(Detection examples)
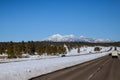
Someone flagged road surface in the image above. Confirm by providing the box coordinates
[30,56,120,80]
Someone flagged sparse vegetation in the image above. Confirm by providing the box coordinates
[0,41,120,58]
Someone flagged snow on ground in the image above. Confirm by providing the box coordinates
[0,47,110,80]
[66,46,110,55]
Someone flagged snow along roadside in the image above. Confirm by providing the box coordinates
[0,52,110,80]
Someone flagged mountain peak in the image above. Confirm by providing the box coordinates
[43,34,112,42]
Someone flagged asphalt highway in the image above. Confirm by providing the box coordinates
[30,55,120,80]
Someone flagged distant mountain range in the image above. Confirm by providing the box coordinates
[42,34,112,43]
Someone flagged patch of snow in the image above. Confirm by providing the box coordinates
[0,47,111,80]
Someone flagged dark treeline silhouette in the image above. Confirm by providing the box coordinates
[0,41,120,58]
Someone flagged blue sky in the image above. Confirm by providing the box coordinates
[0,0,120,41]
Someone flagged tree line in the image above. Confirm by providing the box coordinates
[0,41,120,58]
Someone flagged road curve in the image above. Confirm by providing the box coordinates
[30,56,120,80]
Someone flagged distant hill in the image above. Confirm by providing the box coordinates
[42,34,112,43]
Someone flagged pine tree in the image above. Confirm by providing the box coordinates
[7,41,15,58]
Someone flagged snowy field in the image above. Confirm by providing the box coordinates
[0,47,111,80]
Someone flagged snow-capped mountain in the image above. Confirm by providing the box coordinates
[43,34,112,42]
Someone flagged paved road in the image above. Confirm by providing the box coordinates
[30,56,120,80]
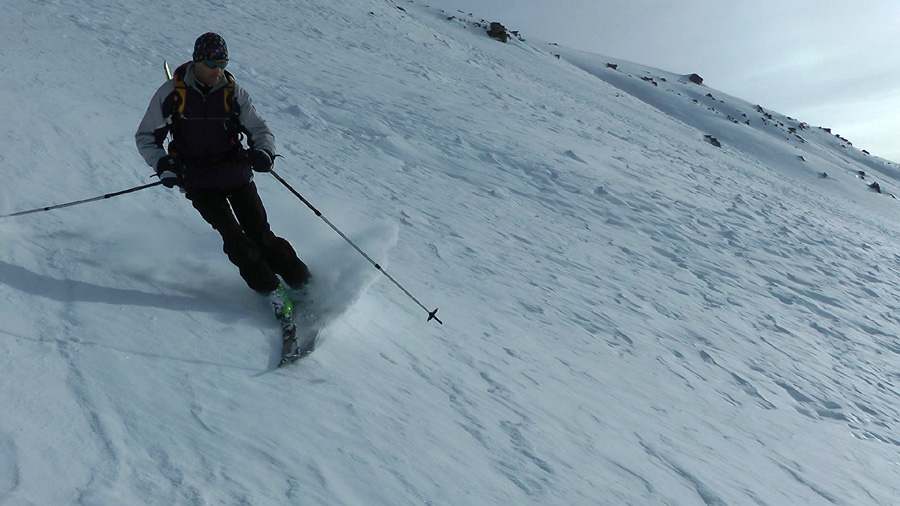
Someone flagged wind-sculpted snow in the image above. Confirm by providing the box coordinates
[0,0,900,506]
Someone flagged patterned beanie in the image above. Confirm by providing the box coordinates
[194,32,228,61]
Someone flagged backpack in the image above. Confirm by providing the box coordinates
[163,62,244,157]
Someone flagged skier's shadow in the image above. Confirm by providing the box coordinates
[0,260,232,314]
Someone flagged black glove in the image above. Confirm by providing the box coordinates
[156,155,182,188]
[247,149,273,172]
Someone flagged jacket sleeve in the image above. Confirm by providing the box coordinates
[134,80,175,167]
[234,84,275,156]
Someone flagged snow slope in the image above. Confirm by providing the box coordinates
[0,0,900,506]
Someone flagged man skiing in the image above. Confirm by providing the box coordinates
[135,32,310,319]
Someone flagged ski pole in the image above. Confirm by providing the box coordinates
[0,181,162,218]
[269,166,444,325]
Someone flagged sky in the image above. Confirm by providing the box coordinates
[429,0,900,162]
[0,0,900,506]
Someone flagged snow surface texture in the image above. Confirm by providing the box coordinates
[0,0,900,506]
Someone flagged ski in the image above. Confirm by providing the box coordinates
[278,290,321,367]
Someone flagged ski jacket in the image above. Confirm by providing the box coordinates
[135,63,275,191]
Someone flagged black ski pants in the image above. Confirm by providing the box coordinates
[187,181,309,293]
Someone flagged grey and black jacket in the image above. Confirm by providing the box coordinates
[135,63,275,192]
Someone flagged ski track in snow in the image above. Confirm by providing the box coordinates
[0,0,900,506]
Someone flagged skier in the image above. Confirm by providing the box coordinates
[135,32,310,319]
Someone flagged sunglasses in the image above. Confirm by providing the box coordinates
[203,60,228,69]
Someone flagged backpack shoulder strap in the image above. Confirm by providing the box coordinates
[172,62,191,118]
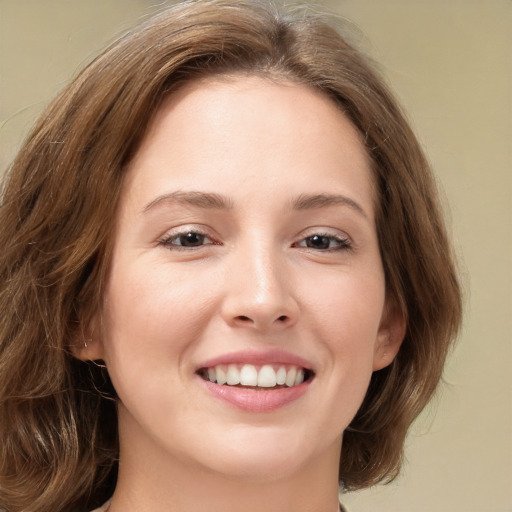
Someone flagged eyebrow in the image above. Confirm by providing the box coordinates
[292,194,368,218]
[142,191,233,212]
[142,191,368,218]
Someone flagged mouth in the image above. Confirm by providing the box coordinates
[197,363,314,391]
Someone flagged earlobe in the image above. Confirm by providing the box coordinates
[71,338,103,361]
[373,306,407,371]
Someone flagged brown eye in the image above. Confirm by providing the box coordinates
[305,235,332,249]
[296,234,350,251]
[173,232,206,247]
[160,231,213,249]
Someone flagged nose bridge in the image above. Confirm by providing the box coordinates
[224,237,298,329]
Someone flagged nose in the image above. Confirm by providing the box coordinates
[222,247,299,332]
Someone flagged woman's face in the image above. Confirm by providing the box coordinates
[89,77,401,480]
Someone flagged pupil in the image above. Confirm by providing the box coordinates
[180,233,204,247]
[307,235,329,249]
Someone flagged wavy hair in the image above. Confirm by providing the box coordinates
[0,0,461,512]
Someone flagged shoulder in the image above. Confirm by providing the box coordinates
[92,500,110,512]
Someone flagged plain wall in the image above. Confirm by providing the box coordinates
[0,0,512,512]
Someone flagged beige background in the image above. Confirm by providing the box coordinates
[0,0,512,512]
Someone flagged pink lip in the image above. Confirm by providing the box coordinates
[197,350,312,413]
[197,350,312,370]
[198,377,310,413]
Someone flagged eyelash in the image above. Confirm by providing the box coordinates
[158,229,352,252]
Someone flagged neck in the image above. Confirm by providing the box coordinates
[109,420,341,512]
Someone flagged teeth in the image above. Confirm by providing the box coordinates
[204,364,305,388]
[258,364,277,388]
[226,364,240,386]
[285,366,297,388]
[215,366,228,384]
[276,366,286,386]
[240,364,258,386]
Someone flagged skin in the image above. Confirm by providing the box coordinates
[80,76,403,512]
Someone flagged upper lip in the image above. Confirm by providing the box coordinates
[197,350,313,371]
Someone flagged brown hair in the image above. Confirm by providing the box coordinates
[0,0,461,512]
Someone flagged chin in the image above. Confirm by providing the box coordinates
[192,432,332,483]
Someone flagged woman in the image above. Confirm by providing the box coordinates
[0,0,461,512]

◆ **Instructions for the task**: Copy every one of the rows above word for word, leaving out the pictures.

◆ **Result of this exercise**:
Someone flagged road surface in the image above. Confirm by providing the box coordinates
[30,56,120,80]
Someone flagged sparse vegetation in the image above. Confirm by providing the box coordinates
[0,41,120,58]
Someone flagged snow on ground in the image above. Confirm by providing the box coordinates
[0,47,110,80]
[66,46,110,55]
Someone flagged snow along roadside in the image above. Confirm by providing the box coordinates
[0,52,110,80]
Someone flagged mountain peak in the image above. Confirm by providing the box coordinates
[43,34,112,42]
Someone flagged asphalt highway in the image above. Confirm by providing the box coordinates
[30,55,120,80]
Someone flagged distant mountain range in the image above. Confirm by providing the box coordinates
[42,34,112,43]
Someone flagged patch of snow in the image above. Confirm by providing the box coordinates
[0,47,111,80]
Someone flagged dark treeline silhouette in the image above. Confirm by providing the box coordinates
[0,41,120,58]
Someone flagged blue sky in the image above. Confirm by providing the box coordinates
[0,0,120,41]
Someone flagged tree line in the image above. Confirm by providing the box coordinates
[0,41,120,58]
Someone flagged road curve in the image above. Confirm by providing the box coordinates
[30,56,120,80]
Someone flagged distant hill in the image above. Confirm by providing the box coordinates
[42,34,112,43]
Someone flagged pine tree in the image above. Confirm by providing the box coordinates
[7,41,15,58]
Someone flagged snowy field in the image above. Confirm by providing the box coordinates
[0,47,111,80]
Someone flagged snow-capped mountain in the image above. Confirm by providing the box coordinates
[43,34,112,42]
Someone flagged paved road in the image above. Confirm by providing the box coordinates
[30,56,120,80]
Someone flagged wind-sculpted snow in the image above. Confirm by providing the box coordinates
[0,0,900,506]
Someone flagged patterned beanie in the image above. Confirm by providing the box coordinates
[194,32,228,61]
Someone flagged backpack in the image above. Confirm by providing the box coordinates
[163,62,244,157]
Someone flagged skier's shadow in the image above. Confirm by providing the box coordinates
[0,260,232,314]
Someone flagged black glove in the image above. Confirm by providing the box coordinates
[156,155,182,188]
[247,149,273,172]
Someone flagged jacket sleeve in the image above. Confirm by providing the box coordinates
[134,80,175,167]
[234,84,275,156]
Someone flagged snow slope in the image above. Confirm by providing the box coordinates
[0,0,900,506]
Someone flagged man skiing in the image above. Confirm by providing the box coordinates
[135,32,310,319]
Someone flagged ski pole in the image above. Confirm by providing the box coordinates
[0,181,162,218]
[269,166,444,325]
Someone flagged sky in the image above. Confirm by providing the box coordinates
[429,0,900,162]
[0,0,900,506]
Someone flagged snow surface texture in the image above. Confirm by providing the box coordinates
[0,0,900,506]
Someone flagged ski in the image above. Confirm by providing the box coordinates
[278,290,321,367]
Someone flagged ski jacket in the image above. Confirm by providing the box coordinates
[135,63,275,191]
Someone flagged black ski pants in the image above. Confirm by providing the box coordinates
[187,181,309,293]
Someone flagged grey and black jacket in the image above. Confirm by providing the box coordinates
[135,63,275,192]
Someone flagged ski track in snow in the image above. Confirm by providing the box coordinates
[0,0,900,506]
Someone flagged skier in the image above. Confirm by providing the box coordinates
[135,32,310,319]
Someone flagged sunglasses in the image above. Confirm by providing the box coordinates
[203,60,228,69]
Someone flagged backpack shoulder strap in the image above. Confirm by providing the box coordinates
[172,62,191,118]
Someone flagged eyebrow in the image above. Confirm by providing the box coordinates
[292,194,368,218]
[142,191,233,212]
[142,191,368,218]
Someone flagged mouth in the image above. Confirm by providing the box coordinates
[197,363,314,391]
Someone flagged earlobe in the image above. Confirm by providing the box coordinates
[71,338,103,361]
[373,306,407,371]
Someone flagged brown eye in the image above. Confirm by providing the box coordinates
[305,235,332,249]
[296,234,350,251]
[173,232,206,247]
[160,231,213,249]
Someone flagged nose bridge in the image above. Confirm by providing the box coordinates
[224,237,298,329]
Someone flagged nose in the image above. Confirm by providing the box coordinates
[222,247,299,332]
Someone flagged woman's face in the image above. Confirm by providing the box coordinates
[89,77,401,480]
Someone flagged pupil in the image above. Confirm by providing the box coordinates
[180,233,204,247]
[307,235,329,249]
Someone flagged wavy hair in the image above. Confirm by providing the box coordinates
[0,0,461,512]
Someone flagged shoulder in the image above. Confirm by providing the box coordinates
[92,500,110,512]
Someone flagged plain wall in the image above. Confirm by providing the box coordinates
[0,0,512,512]
Someone flagged beige background in the image above. Confirm by providing the box coordinates
[0,0,512,512]
Someone flagged pink lip in the image above. Confirm by providing the box coordinates
[197,350,312,413]
[197,350,312,370]
[198,377,310,413]
Someone flagged eyelash in the image above. Confirm by providing the box coordinates
[158,229,352,252]
Someone flagged neck in the image above. Confirm by providing the box coordinates
[109,420,341,512]
Someone flagged teeth in the image above. Confirm by providing the box coordinates
[204,364,305,388]
[258,364,277,388]
[226,364,240,386]
[285,366,297,388]
[215,366,228,384]
[276,366,286,386]
[240,364,258,386]
Someone flagged skin in the image above. Confirm by providing the box coordinates
[80,76,403,512]
Someone flagged upper lip in the image above. Confirm by providing the box coordinates
[197,350,313,371]
Someone flagged brown hair in the image above. Confirm by providing the box coordinates
[0,0,461,512]
Someone flagged chin in the image above. Confirm by providing the box coordinates
[192,432,332,483]
Someone flagged woman in the image above. Confirm by providing the box coordinates
[0,0,461,512]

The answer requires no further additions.